- **課題一覧**:
1/ 電顕実習の記事について、次の問いに答えよ。
(a) 実習はどこで行われたか。
(b) 今回の実習は今年度の何回目か。
(c) 測定したサンプルは全部でいくつか。
2/ 電顕実習の記事を、最後の文のあとから書き継げ。

2024年1月の記事一覧

第4回電子顕微鏡操作実習

 1月20日(日)9時から15時まで、神戸市立工業高等専門学校において電顕操作実習を行いました。今年度4回目になります。課題研究活動の一環として実施していますが、他の研究班も参加しています。高校では扱うことのできない分析機器を自由に使わせて頂き、大変感謝しております。

 さて、本日のサンプルは砂鉄と玉鋼、そして眉山の鉱物です。走査型電子顕微鏡を用いて元素分析を行い、その結果から対象物の組成を知ることができます。備前長船刀剣博物館の刀匠が自ら採掘してきた砂鉄とたたら製鉄法で作った玉鋼の他、昨年6月の北海道修学旅行で採取した石狩川の砂鉄、8月の全国高文祭に出場したとき鹿児島県薩摩半島で採取した砂鉄、本校のすぐ北側にある眉山で採取した鉱物など12サンプルを測定しました。

- **データ部**:
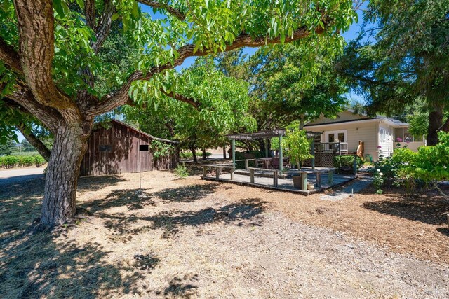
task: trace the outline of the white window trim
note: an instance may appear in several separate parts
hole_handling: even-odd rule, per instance
[[[344,140],[341,141],[342,142],[347,142],[348,141],[348,130],[338,130],[335,131],[324,131],[324,142],[329,142],[329,134],[333,133],[334,136],[338,137],[339,133],[343,133],[344,134]],[[335,140],[337,138],[335,138]]]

- **課題別解答**:
1/
(a) 神戸市立工業高等専門学校
(b) 4回目
(c) 12サンプル

2/
 砂鉄では選んだ粒子により成分にばらつきがかなりあります。ほとんどが四酸化三鉄でできている物があれば、ケイ素やアルミニウムを多く含む岩石質の物もあります。そこで、鉄の含有量を合わせるために一定量以上の鉄を含んでいる物だけデータを取りました。少なくとも3回は測定しましたが、中には6回も測定してやっと条件に合うデータを取ることができました。50回以上も測定したので時間がもっとかかると思いましたが、さすがに4回目となるとかなり慣れてきたので6時間くらいで測定を完了しました。これから持ち帰って分析結果から考察するところです。期待と不安が交差しますが楽しみです。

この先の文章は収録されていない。